Omit the pictures and retype only the lines from the one containing "surface in the photo above." through the end of the listing, both ends included.

Saved data entries:
-=-=-=-=-

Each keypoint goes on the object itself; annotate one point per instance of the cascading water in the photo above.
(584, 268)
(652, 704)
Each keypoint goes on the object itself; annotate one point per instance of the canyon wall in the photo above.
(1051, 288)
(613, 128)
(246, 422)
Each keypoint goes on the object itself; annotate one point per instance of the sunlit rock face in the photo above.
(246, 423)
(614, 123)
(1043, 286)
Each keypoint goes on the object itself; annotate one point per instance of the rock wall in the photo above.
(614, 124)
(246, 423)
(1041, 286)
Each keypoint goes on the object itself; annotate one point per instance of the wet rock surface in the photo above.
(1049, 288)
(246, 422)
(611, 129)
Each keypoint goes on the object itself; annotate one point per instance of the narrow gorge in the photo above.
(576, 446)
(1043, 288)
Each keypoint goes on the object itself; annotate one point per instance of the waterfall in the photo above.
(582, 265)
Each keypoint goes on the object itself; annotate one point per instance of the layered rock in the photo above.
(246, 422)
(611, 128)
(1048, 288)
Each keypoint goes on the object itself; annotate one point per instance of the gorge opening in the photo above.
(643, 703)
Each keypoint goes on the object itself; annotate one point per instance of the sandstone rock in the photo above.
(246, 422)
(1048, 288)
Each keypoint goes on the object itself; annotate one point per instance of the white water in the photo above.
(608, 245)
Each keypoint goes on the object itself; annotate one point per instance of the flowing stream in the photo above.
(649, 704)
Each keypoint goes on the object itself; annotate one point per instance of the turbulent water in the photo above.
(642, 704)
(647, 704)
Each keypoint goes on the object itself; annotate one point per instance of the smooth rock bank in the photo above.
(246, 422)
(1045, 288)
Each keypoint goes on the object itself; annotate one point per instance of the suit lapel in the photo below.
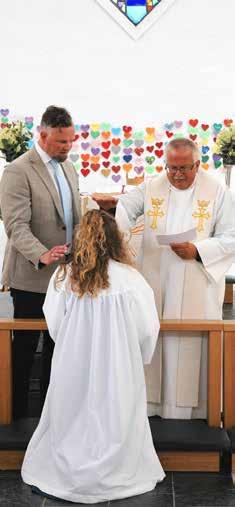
(43, 173)
(69, 173)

-=-=-=-=-

Task output:
Each keypoint goes on the object itself; annotate one point per instance of the wet rock surface in the photo above.
(1049, 288)
(246, 422)
(611, 129)
Each keypoint goes on the object itself; annotate one point per instance of the narrow gorge in the photo above.
(576, 446)
(1043, 288)
Each keypoint goes on the object itself; annotate one point per instance of the waterfall in the photo above.
(582, 265)
Each keypoint goes on the object itself; annotate one point per instance of the layered rock in the photo above.
(246, 422)
(611, 128)
(1048, 288)
Each keypoint goes on the object itself; annotate one point per instance of the gorge opening in the photo above.
(643, 703)
Each keypoint goes on the object itself; annotate one point per instance of the sandstone rock in the photo above.
(246, 422)
(1048, 288)
Each keypoint goes on the object itself; annotate one point per instance of the white water in the photo above.
(608, 245)
Each keypoint goes on the object itself; annotate one point per instance of the flowing stream in the photo above.
(649, 704)
Each keypoint goes on the object itself; annotate one point per instance of the turbulent water in the photo above.
(642, 704)
(647, 704)
Each keypoint goes on the object itself; annotate one point per instance of the smooth rock bank in the photo above.
(246, 422)
(1045, 288)
Each keypoint goes on the object itself; annotate one point per instance of the suit lapel in the photo below.
(43, 173)
(69, 173)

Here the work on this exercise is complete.